Ping An Insurance (Group) Co of China Ltd, on Thursday reported a 42.7% drop in first-quarter profit, its biggest fall in quarterly profits in more than eight years, as the coronavirus outbreak disrupted its businesses.
Ping An, the country’s largest insurer by market value, said net profit fell to 26.063 billion yuan ($3.68 billion) in the January-March quarter from 45.52 billion a year earlier.
This marks the biggest drop in its quarterly earnings since the third quarter in 2011 when it reported a 44% year-on-year fall in net profit, Reuters calculations showed.
The company said in statement on Thursday that the epidemic would hinder its offline business development, drag down investment income and increase credit risks in the short term.
China’s economy contracted for the first time on record in the first quarter as the virus shut down factories and shopping malls and put millions out of work.
Ping An’s insurance sales have been hit by the impact of the coronavirus, which was first detected in the Chinese city of Wuhan at the end of 2019.
As China has been restricting people from traveling since January to contain the spread of the virus, insurance sales agents were not able to visit customers to discuss and get policies signed.

- - -

> _TASKS AND EXERCISES_
1/ In the Ping An earnings report, please rewrite the part starting at "As China has" and ending at "get policies signed.", changing "customers" to "clients".
2/ Continue the Ping An earnings report after its final sentence.

> _RECORDS_
- - -

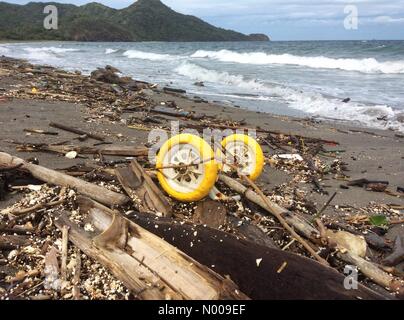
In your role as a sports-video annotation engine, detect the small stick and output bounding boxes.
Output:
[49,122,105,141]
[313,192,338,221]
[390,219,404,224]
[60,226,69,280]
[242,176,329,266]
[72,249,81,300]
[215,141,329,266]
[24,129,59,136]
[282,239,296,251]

- - -

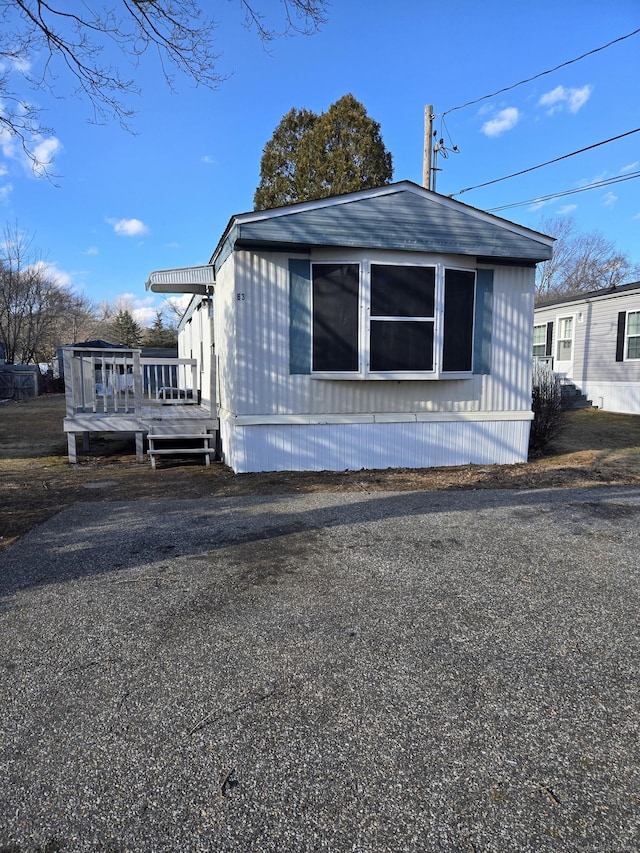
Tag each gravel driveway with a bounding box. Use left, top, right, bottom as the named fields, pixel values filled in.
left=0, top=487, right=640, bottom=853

- - -

> _REPLIES_
1/
As China has been restricting people from traveling since January to contain the spread of the virus, insurance sales agents were not able to visit clients to discuss and get policies signed.

2/
Insurers in China, the world’s third-largest insurance market, still generate most of their sales via millions of agents across the country, even as product distribution through digital channels has been gradually growing.
Gross written premiums at Ping An Insurance fell 6% year-on-year to 257.94 billion yuan in the first quarter, while the number of retail customers increased 1.9% to 204.37 million.
Investment income fell 60.1% to 25.931 billion yuan with a 1.7 percentage points cut in annualized yield, driven by the “nosedive” in capital markets both at home and abroad, the company said.
However, Ping An’s banking business, which accounted 19% of the quarterly earnings, remained resilient despite the pandemic with a 14.7% year-on-year profit increase in the period.
“With ongoing global spread of COVID-19, the world economy and international trade are under growing downward pressure, and the international financial market turmoil may escalate,” the group said.